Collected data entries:
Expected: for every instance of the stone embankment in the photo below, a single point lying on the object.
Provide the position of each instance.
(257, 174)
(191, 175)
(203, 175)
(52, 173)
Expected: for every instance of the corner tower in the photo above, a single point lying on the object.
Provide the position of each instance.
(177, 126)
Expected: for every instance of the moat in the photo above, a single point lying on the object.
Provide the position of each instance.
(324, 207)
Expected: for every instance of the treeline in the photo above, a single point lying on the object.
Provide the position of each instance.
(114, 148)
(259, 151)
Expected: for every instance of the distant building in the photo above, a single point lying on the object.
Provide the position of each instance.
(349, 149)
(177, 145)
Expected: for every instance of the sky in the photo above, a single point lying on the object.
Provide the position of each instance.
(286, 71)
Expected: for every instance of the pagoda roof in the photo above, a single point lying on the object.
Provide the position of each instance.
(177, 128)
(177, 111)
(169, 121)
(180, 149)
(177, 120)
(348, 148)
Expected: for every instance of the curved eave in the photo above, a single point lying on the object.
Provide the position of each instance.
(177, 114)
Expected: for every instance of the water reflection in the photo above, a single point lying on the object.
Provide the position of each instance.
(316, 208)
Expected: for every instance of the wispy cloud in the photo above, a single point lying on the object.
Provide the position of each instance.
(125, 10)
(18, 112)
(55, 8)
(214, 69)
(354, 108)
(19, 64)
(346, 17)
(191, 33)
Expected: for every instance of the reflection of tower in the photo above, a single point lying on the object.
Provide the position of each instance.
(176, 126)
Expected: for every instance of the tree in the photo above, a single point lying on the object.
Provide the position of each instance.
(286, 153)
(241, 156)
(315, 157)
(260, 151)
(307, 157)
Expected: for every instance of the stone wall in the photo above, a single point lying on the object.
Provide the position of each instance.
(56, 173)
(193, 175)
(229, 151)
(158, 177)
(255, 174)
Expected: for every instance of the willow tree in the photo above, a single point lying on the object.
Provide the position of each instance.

(The task) Beginning at the top of the entries above, output each line exactly, and end with the line in which "Expected: for every instance of the corner" appears.

(Task answer)
Expected: for every instance of the stone embankment in the photo below, a single point lying on the object.
Provide the position of each instance.
(257, 174)
(191, 175)
(203, 175)
(52, 173)
Expected: for every instance of the corner tower in the photo above, a single point lying on the object.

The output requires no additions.